== MATERIAL SUPPLIED ==

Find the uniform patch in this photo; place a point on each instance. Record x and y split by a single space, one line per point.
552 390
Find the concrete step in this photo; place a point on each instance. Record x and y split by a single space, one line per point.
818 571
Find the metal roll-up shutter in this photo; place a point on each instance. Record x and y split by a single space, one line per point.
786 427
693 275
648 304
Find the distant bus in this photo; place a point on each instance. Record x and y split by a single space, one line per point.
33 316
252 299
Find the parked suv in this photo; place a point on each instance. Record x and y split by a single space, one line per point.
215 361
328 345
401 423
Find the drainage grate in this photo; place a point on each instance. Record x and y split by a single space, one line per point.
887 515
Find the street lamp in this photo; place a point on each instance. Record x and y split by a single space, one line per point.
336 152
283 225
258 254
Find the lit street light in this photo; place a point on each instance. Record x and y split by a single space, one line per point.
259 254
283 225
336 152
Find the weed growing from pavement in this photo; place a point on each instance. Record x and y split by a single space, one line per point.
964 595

===
== MATERIAL SUPPLIED ==

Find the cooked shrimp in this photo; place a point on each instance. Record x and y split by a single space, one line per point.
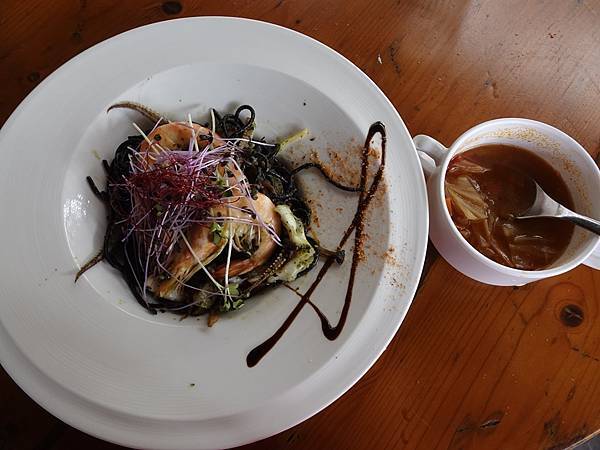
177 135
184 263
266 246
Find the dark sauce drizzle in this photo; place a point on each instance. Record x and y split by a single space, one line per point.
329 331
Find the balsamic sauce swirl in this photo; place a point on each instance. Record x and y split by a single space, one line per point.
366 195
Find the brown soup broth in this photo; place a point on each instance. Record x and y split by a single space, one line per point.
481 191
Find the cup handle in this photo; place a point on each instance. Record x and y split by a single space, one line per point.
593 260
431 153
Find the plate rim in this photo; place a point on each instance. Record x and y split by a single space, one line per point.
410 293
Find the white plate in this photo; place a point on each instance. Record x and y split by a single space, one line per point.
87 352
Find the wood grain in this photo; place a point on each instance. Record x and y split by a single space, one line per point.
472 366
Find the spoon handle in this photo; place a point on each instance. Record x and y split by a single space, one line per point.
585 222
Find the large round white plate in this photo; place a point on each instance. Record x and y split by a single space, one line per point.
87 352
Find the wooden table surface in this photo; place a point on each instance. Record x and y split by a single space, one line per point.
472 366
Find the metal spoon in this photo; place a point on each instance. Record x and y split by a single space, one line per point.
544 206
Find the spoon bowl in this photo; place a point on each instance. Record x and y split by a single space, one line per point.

===
== MATERIAL SUPPLIED ==

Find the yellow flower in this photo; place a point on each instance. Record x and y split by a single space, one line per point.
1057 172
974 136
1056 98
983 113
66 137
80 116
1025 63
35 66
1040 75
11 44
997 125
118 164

===

— YOUR OBJECTIVE —
Reproduce the lines between the line holding "Find the metal spoon" and the line holding "Find the spoon bowl", inclusive, without any changes.

— OUTPUT FOR THIS TASK —
Find the metal spoon in this photo; place a point on each instance. Record x and y split by a single space, one line per point.
544 206
Find the spoon bowl in this photo; place a point on each instance. Record x and y split by a single space, one line per point.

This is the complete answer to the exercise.